:: ESTRATTO

In questa prima fase, “libertà” per i poveri significa la possibilità di vendicarsi dei soprusi secolari. Lo fanno, con efferatissima violenza, colpendo i “cappelli” (cioè i possidenti terrieri) e i “galantuomini”, cioè i liberi professionisti e i commercianti.

Nella seconda giornata, però, i rivoltosi stessi sono orripilati da quel che hanno fatto. La sete di vendetta, allora, muta il significato di “libertà” in istanza di giustizia sociale. Non solo: per i contadini e i poveri, “libertà” significa quel benessere che è sempre mancato. Cioè la speranza di vedersi distribuito, come promesso all’arrivo dei Mille, un pezzetto di terra da coltivare. Una libertà che può sembrare gretta e meschina, forse, solo a chi non ha mai avuto fame davvero.

Nella terza giornata, però, la “libertà” naufraga nel beffardo ritorno all’ordine costituito. L’arrivo di Bixio e dei suoi soldati, la cattura e la fucilazione di cinque rivoltosi presi a caso segna l’inizio della fine. La conclusione si stacca dalla struttura temporale principale di tre anni. A Catania, dove sono stati tradotti dopo la cattura per essere processati, i condannati ascoltano la sentenza. Verga fa parlare per tutti un carbonaio, che portato via in manette si dispera:

Dove mi conducete? – In galera? – O perché? Non mi è toccato neppure un palmo di terra! Se avevano detto che c’era la libertà!…

Verga e l’horror di una rivoluzione fatta male…

La novella Libertà, quantomeno secondo chi scrive, è “buona da pensare” perché è dolorosa da leggere. In questo testo, in particolare, Verga evoca delle immagini di una violenza sconcertante, quasi splatter. Lo scrittore rappresenta la folla come un mare in tempesta o come un fiume in piena. L’effetto, però, è orrido e non sublime, in quanto il punto di vista è vicino, vicinissimo, e non a distanza di sicurezza. Leggendo, non ci viene risparmiato nulla.

il sangue che fumava ed ubbriacava. Le falci, le mani, i cenci, i sassi, tutto rosso di sangue! […] Don Paolo, il quale tornava dalla vigna a cavallo del somarello, colle bisacce magre in groppa […] Sua moglie lo vide cadere dinanzi al portone, mentre aspettava coi cinque figliuoli la scarsa minestra che era nelle bisacce del marito. – Paolo! Paolo! – Il primo lo colse nella spalla con un colpo di scure. Un altro gli fu addosso colla falce, e lo sventrò mentre si attaccava col braccio sanguinante al martello.

::::

→ CONSEGNE
1) Nel brano sulla novella Libertà, chi viene indicato con il termine “cappelli”?
2) Prosegui il brano sulla novella Libertà a partire dalla frase successiva all'ultima riportata.

:: DATI FORNITI

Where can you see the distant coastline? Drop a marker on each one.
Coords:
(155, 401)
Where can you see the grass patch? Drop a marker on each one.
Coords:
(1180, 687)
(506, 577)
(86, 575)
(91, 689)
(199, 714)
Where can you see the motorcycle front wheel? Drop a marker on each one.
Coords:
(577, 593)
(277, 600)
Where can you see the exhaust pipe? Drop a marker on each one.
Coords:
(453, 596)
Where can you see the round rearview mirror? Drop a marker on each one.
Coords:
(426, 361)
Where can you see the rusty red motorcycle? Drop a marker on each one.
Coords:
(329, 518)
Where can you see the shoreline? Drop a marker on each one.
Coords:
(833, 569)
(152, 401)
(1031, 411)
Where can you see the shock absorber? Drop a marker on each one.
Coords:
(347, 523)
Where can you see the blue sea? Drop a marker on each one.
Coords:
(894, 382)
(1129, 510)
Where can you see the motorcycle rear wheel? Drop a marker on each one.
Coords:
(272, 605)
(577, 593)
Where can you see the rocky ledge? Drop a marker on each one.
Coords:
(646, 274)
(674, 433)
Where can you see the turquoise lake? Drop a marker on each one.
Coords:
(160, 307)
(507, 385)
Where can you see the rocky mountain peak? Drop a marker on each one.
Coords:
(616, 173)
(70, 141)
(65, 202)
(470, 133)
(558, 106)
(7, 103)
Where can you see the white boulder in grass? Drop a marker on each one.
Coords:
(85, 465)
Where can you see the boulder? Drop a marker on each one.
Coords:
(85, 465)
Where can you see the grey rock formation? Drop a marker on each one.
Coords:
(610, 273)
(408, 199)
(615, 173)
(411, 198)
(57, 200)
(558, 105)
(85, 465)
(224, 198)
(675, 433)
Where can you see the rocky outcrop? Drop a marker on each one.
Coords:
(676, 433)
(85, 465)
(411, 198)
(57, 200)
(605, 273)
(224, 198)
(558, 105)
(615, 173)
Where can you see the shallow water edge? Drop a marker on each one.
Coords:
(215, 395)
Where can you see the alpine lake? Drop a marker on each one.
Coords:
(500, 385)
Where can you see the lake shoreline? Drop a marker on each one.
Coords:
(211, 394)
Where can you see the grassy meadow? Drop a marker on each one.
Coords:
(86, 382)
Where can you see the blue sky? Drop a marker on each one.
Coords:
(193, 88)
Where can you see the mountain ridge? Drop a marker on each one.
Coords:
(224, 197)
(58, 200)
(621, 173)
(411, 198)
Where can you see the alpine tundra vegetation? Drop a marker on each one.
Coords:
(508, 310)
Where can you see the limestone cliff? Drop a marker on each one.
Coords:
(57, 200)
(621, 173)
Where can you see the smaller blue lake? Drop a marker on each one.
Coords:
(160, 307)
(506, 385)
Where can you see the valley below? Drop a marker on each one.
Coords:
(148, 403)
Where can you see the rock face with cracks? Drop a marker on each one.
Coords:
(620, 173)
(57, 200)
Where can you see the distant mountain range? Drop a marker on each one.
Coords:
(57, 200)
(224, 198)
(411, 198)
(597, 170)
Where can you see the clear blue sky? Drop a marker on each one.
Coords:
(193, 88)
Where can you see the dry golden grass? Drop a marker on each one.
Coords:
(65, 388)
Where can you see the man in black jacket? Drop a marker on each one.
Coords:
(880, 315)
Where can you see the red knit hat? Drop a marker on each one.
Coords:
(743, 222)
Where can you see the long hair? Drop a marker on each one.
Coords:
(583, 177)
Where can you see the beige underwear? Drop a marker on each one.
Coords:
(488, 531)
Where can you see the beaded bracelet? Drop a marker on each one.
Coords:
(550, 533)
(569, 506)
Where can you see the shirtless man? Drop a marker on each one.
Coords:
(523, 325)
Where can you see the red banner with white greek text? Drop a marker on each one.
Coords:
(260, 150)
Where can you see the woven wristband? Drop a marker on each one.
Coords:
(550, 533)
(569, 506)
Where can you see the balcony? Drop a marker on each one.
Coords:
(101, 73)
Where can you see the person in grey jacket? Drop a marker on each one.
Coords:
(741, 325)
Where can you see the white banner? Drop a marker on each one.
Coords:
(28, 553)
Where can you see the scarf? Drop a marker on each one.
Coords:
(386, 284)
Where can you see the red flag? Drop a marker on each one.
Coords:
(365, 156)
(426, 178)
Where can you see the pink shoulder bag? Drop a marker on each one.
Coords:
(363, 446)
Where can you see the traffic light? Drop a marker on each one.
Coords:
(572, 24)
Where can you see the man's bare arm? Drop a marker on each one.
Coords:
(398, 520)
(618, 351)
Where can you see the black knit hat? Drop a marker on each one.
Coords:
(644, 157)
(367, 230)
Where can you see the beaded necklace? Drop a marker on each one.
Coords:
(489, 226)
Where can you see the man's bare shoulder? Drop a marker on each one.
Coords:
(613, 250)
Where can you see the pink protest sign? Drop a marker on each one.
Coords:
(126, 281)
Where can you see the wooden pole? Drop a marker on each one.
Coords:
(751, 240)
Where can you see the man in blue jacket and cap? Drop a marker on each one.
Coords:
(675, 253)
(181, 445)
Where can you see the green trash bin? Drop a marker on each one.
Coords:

::::

→ RISULTATI PER COMPITO
1) I possidenti terrieri.

2)
In questa carneficina nessuno viene risparmiato: non c’è pietà per i vecchi, i malati, le donne e i bambini.

Ma il peggio avvenne appena cadde il figliolo del notaio, un ragazzo di undici anni, biondo come l’oro, non si sa come, travolto nella folla. Suo padre si era rialzato due o tre volte prima di strascinarsi a finire nel mondezzaio, gridandogli: – Neddu! Neddu! – Neddu fuggiva, dal terrore, cogli occhi e la bocca spalancati senza poter gridare. Lo rovesciarono […] il torrente gli passò di sopra; uno gli aveva messo lo scarpone sulla guancia e glie l’aveva sfracellata; nonostante il ragazzo chiedeva ancora grazia colle mani […] Il taglialegna, dalla pietà, gli menò un gran colpo di scure colle due mani.

È difficile proseguire la lettura, ma necessario.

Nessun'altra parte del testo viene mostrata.